> [INPUT FOR THIS TASK]:
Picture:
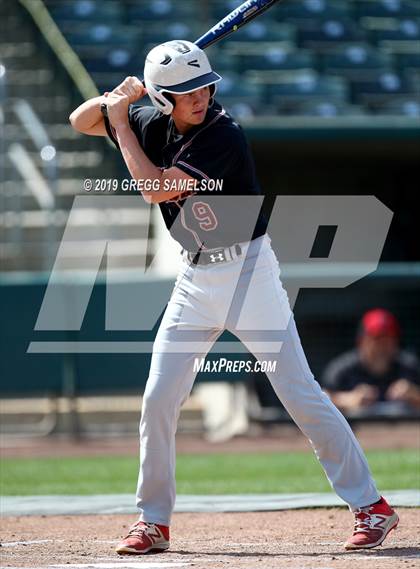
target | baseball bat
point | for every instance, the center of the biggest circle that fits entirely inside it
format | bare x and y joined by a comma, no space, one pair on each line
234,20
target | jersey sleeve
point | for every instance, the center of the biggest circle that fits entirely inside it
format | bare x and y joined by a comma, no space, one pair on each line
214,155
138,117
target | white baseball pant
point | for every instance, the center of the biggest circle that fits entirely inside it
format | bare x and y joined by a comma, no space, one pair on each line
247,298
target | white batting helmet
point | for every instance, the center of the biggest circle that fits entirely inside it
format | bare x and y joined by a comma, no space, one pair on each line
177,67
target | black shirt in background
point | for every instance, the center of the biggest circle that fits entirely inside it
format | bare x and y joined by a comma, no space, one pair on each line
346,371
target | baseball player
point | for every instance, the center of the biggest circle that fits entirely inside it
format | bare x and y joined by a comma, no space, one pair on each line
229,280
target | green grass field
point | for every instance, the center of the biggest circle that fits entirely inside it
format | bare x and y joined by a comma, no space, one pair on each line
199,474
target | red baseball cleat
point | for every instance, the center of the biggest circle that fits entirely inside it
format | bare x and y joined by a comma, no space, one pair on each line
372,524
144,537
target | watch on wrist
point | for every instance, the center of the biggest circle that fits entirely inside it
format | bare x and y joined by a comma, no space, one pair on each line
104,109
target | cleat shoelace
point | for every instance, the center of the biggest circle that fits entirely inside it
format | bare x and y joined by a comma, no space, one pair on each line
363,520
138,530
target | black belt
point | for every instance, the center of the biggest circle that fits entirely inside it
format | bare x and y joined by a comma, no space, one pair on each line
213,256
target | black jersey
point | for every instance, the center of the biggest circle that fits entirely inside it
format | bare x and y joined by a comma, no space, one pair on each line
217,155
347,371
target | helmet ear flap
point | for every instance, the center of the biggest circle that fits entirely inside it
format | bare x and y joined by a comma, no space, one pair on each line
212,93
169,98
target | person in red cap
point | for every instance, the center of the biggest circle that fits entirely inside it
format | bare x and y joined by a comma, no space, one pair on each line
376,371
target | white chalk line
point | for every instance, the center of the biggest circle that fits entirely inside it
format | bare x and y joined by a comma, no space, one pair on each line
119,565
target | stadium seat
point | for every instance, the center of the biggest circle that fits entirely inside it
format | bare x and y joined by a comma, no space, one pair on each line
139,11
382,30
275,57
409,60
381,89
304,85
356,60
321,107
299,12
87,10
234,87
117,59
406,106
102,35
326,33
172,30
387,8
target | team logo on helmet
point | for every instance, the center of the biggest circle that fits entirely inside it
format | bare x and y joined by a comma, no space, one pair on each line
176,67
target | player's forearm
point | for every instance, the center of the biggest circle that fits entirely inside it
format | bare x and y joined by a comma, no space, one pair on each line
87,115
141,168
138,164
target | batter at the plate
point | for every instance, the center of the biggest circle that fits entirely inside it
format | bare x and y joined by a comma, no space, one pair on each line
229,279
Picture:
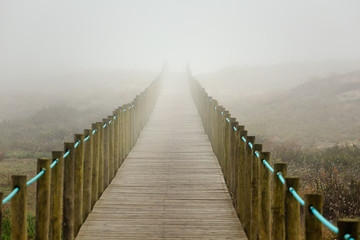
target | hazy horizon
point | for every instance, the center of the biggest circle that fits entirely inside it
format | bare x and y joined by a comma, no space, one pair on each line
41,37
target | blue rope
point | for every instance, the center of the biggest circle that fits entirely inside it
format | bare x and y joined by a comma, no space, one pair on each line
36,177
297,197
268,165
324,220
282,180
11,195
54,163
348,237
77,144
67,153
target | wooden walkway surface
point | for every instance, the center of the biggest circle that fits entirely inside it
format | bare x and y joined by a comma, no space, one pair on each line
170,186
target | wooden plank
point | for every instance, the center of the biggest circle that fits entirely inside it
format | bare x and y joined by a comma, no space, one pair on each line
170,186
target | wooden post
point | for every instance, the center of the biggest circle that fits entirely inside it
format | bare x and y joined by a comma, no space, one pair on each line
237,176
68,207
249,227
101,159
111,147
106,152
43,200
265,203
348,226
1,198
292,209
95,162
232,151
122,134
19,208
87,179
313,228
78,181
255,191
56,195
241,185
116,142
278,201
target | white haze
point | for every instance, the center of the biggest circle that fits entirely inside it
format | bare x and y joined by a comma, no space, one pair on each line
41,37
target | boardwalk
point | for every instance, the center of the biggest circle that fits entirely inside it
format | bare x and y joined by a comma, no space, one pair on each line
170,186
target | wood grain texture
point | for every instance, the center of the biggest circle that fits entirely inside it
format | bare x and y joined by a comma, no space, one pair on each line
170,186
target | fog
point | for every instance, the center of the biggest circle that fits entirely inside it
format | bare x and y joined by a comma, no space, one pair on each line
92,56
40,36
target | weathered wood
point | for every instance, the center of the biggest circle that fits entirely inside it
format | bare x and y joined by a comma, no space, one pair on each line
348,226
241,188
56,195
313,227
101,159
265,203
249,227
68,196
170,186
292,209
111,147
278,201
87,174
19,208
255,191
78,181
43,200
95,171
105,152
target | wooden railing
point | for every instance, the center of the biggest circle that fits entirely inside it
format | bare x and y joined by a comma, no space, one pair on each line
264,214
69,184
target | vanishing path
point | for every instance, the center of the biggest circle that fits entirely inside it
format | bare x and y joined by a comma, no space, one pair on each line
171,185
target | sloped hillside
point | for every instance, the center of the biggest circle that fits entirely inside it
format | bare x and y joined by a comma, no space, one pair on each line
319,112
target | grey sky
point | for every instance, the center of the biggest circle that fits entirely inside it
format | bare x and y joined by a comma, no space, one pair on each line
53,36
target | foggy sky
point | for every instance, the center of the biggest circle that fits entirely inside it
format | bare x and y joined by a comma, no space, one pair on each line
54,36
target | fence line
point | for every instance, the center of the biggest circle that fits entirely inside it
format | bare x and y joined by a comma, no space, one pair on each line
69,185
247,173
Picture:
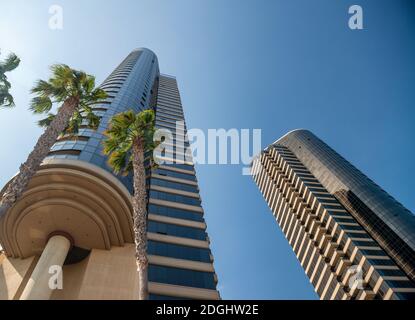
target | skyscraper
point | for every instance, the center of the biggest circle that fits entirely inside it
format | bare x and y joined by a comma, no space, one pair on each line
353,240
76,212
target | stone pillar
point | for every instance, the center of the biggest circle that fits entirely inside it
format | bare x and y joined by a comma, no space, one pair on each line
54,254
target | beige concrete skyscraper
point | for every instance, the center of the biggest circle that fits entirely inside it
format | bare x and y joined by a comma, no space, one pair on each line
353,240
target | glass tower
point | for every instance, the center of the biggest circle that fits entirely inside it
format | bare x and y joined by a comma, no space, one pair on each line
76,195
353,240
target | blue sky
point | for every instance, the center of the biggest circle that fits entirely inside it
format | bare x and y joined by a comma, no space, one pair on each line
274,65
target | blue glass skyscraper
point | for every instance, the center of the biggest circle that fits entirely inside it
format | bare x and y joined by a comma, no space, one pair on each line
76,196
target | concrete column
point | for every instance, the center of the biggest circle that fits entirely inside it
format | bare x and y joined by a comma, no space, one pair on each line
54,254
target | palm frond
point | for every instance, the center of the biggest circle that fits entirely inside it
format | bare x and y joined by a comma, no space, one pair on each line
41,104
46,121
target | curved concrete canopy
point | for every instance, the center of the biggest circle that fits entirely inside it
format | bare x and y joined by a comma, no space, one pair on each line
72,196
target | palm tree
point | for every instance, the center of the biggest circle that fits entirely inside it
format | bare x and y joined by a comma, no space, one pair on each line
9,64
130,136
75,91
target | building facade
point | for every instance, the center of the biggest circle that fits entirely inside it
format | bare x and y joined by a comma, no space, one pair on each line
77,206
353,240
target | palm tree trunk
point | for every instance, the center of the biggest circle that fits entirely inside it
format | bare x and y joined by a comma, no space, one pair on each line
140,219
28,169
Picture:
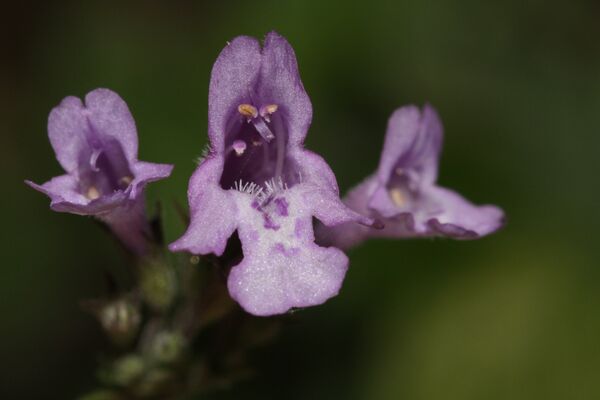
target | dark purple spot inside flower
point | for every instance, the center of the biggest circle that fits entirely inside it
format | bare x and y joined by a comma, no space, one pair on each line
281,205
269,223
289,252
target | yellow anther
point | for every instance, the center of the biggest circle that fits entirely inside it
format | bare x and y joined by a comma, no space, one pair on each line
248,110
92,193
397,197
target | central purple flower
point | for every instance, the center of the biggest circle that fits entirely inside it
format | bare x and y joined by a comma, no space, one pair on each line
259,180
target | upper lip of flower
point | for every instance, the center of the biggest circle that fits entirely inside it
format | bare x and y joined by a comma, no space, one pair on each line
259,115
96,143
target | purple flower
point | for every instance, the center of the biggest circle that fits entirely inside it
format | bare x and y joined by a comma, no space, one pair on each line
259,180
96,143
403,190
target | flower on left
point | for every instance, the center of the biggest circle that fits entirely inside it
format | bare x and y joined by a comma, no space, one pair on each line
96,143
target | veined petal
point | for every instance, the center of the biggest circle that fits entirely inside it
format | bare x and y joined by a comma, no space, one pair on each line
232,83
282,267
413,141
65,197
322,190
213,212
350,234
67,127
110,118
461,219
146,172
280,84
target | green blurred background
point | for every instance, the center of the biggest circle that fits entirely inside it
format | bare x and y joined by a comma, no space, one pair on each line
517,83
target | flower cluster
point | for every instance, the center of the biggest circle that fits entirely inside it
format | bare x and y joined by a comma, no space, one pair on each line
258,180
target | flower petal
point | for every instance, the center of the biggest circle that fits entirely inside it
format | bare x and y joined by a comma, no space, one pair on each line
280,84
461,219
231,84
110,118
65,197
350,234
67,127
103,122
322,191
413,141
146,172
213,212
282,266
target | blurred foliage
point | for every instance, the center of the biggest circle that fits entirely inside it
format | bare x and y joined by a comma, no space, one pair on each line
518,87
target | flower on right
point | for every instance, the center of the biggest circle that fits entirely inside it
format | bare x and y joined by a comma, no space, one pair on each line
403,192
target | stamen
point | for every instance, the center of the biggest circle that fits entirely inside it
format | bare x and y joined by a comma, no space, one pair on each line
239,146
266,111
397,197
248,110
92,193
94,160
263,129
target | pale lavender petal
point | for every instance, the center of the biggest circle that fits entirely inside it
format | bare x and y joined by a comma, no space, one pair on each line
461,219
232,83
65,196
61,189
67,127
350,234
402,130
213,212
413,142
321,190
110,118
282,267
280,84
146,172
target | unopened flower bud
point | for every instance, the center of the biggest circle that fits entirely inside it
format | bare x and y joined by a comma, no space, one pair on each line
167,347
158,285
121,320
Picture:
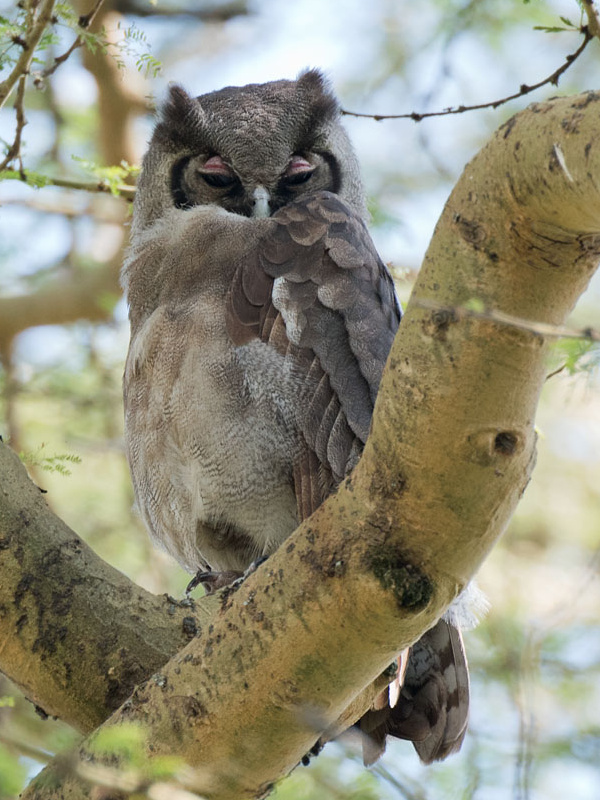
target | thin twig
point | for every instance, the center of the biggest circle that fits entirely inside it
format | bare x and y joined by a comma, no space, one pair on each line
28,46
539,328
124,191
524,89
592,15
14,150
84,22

> [WORK REQUIRED]: Rewrite the listing from the line with "target | unopened flower bud" through the end of the listing, changing "thin twig" to "bare branch" and keeping everything else the same. Leave the pictures out.

> [ANSWER TO THIS TASK]:
target | unopened flower bud
point | for every instance, the center of the biggest circle that fits entirely inside it
format | bare x and y joined by a comma, no space, one pair on each line
167,347
158,285
121,320
Picture:
target | bare branch
point | for every instance, the center of the biggest circle that fits entirely inside it
format | bare x and y joined by a comma, no space, one pair on each line
28,46
539,328
124,191
524,89
592,15
14,150
84,22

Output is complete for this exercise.